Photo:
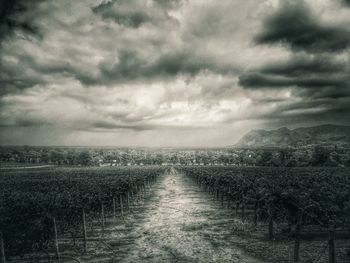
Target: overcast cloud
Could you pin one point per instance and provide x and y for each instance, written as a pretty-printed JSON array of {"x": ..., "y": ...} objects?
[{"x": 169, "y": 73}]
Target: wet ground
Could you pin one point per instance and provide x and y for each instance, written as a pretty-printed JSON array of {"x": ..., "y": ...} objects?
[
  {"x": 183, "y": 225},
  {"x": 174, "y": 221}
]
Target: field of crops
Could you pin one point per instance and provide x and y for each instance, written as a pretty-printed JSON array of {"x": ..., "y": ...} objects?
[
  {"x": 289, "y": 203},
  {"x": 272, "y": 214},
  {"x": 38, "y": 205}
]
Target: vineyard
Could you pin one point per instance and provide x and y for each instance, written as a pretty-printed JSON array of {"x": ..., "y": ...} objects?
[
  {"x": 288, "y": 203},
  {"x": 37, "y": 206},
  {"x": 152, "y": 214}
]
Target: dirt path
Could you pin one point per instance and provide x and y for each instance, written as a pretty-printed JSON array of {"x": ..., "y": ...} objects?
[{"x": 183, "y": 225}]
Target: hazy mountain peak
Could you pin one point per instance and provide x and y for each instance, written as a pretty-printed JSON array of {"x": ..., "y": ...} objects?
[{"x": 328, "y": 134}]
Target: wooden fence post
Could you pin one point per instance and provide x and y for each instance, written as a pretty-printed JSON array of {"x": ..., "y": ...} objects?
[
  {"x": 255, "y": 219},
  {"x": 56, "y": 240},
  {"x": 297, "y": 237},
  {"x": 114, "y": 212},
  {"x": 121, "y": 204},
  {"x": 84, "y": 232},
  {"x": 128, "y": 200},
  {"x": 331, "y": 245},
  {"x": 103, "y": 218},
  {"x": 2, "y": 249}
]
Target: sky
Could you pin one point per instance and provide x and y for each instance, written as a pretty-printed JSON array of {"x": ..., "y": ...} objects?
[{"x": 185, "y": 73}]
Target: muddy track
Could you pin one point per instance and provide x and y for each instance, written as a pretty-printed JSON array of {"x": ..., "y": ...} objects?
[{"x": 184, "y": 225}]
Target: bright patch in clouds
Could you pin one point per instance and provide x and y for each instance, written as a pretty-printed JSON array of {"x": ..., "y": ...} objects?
+-------+
▶ _EXERCISE AIM_: Reproduce all of the data above word for word, leaving out the pictures.

▶ _CORRECT ANSWER_:
Photo:
Target: overcast cloud
Could you pin one point per instance and provide x and y for each instance, written as a pretty-printed JSON array of {"x": ..., "y": ...} objects?
[{"x": 169, "y": 73}]
Target: wet ground
Could you pin one point per instance and provide x and y for each instance, written as a pretty-printed JSON array of {"x": ..., "y": ...} objects?
[
  {"x": 183, "y": 225},
  {"x": 174, "y": 221}
]
Target: field of crops
Could you pin one point per instance and provide x and y for each instance, written as a pretty-printed JSON array of {"x": ..., "y": ...} objects?
[
  {"x": 289, "y": 203},
  {"x": 272, "y": 214},
  {"x": 38, "y": 205}
]
Target: vineyard
Could you pin one point per instance and provide x and y for each instance, written as a pretty-printed JSON array of {"x": ..., "y": ...} objects?
[
  {"x": 288, "y": 203},
  {"x": 37, "y": 206},
  {"x": 152, "y": 214}
]
Target: dirt path
Could you pin one point per instance and provide x and y for each instance, written as a pretty-printed JSON array of {"x": ..., "y": ...} objects?
[{"x": 183, "y": 225}]
Target: hazy mountain peak
Could you pin one point per instance and provide x and y for each instance, written as a pretty-printed JSON array of {"x": ..., "y": ...} objects?
[{"x": 328, "y": 134}]
Target: wooden fence post
Could you pin one point per instance and provide x and y for each instance, written as a pretty-printed JSON array of {"x": ..., "y": ...} objects?
[
  {"x": 255, "y": 219},
  {"x": 56, "y": 240},
  {"x": 297, "y": 237},
  {"x": 114, "y": 212},
  {"x": 121, "y": 204},
  {"x": 84, "y": 232},
  {"x": 128, "y": 200},
  {"x": 331, "y": 245},
  {"x": 103, "y": 218},
  {"x": 2, "y": 249}
]
Target: sky
Could you pin one point per instance and provide x and y for each instance, written as a pretty-printed JSON array of {"x": ..., "y": ...} objects?
[{"x": 185, "y": 73}]
Target: muddy track
Could you pin one point per instance and provide x and y for each instance, written as a pretty-printed JSON array of {"x": ..., "y": ...} objects?
[{"x": 184, "y": 225}]
Target: bright patch in clouds
Could you pin one point per instance and provide x and y for each instance, written as a pretty-printed JSON array of {"x": ..., "y": ...} objects?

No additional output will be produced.